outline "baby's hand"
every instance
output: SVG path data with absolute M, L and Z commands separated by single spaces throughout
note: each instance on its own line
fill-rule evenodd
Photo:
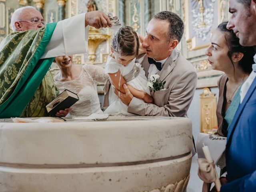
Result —
M 144 93 L 144 96 L 143 99 L 144 101 L 147 103 L 153 103 L 154 102 L 153 98 L 146 93 Z

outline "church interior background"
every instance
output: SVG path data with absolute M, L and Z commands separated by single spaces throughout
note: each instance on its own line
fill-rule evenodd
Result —
M 177 49 L 197 71 L 197 89 L 188 112 L 195 139 L 199 132 L 212 132 L 217 128 L 215 111 L 218 91 L 217 81 L 222 72 L 211 69 L 204 53 L 210 44 L 211 31 L 229 17 L 228 0 L 0 0 L 0 42 L 12 32 L 12 13 L 19 7 L 31 5 L 42 14 L 48 23 L 56 22 L 92 10 L 112 11 L 123 25 L 132 26 L 144 34 L 146 25 L 156 13 L 170 10 L 179 15 L 185 24 L 182 39 Z M 112 31 L 108 28 L 90 30 L 88 52 L 76 55 L 74 62 L 104 67 L 110 51 Z M 54 75 L 58 68 L 53 64 Z M 98 86 L 100 101 L 103 85 Z M 213 130 L 213 129 L 214 129 Z

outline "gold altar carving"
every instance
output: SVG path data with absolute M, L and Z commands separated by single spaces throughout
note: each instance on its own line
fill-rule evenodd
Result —
M 93 0 L 90 0 L 87 4 L 88 12 L 96 11 L 98 10 L 96 3 Z M 89 62 L 90 64 L 96 63 L 96 50 L 100 44 L 103 41 L 108 40 L 110 35 L 103 34 L 100 32 L 100 29 L 90 27 L 89 28 L 89 37 L 88 40 L 88 53 Z
M 36 7 L 38 8 L 42 8 L 44 5 L 44 0 L 33 0 L 36 4 Z
M 132 27 L 134 31 L 137 31 L 140 26 L 137 23 L 139 21 L 139 18 L 138 18 L 138 10 L 136 7 L 136 3 L 133 5 L 133 11 L 134 13 L 132 16 L 132 22 L 134 22 L 134 24 L 132 26 Z
M 78 0 L 68 0 L 68 17 L 73 17 L 77 15 L 78 12 Z
M 94 0 L 89 0 L 86 5 L 87 7 L 87 12 L 96 11 L 98 10 L 97 5 Z
M 200 95 L 200 132 L 214 134 L 218 128 L 215 94 L 208 88 Z
M 19 4 L 20 5 L 26 6 L 28 5 L 27 0 L 18 0 Z
M 89 53 L 89 63 L 94 64 L 96 59 L 95 52 L 98 46 L 104 41 L 108 40 L 110 35 L 102 34 L 99 29 L 90 27 L 89 29 L 89 39 L 88 40 L 88 52 Z
M 218 7 L 219 7 L 218 10 L 218 23 L 222 23 L 224 21 L 226 4 L 226 0 L 218 0 Z
M 196 71 L 205 71 L 211 69 L 211 65 L 207 60 L 202 60 L 198 62 L 195 62 L 193 65 L 196 68 Z
M 57 3 L 59 6 L 64 6 L 67 1 L 67 0 L 57 0 Z
M 205 23 L 204 21 L 204 7 L 203 5 L 203 0 L 198 1 L 198 5 L 199 6 L 199 12 L 201 14 L 201 24 L 198 26 L 199 27 L 205 27 L 206 26 Z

--------

**THE REQUEST**: Reproduce the listing, requests included, starting at its first line and ending at the line that contains "M 144 93 L 144", and shift every path coordinate in the answer by adding 70 to it. Leave the picture out.

**FINISHED ANSWER**:
outline "baby's hand"
every instance
output: SVG path data with absolute M, L and Z commands separated by single spaces throughout
note: each instance on its own line
fill-rule evenodd
Photo:
Result —
M 214 163 L 214 166 L 213 169 L 214 171 L 217 173 L 223 173 L 224 172 L 223 168 L 216 163 Z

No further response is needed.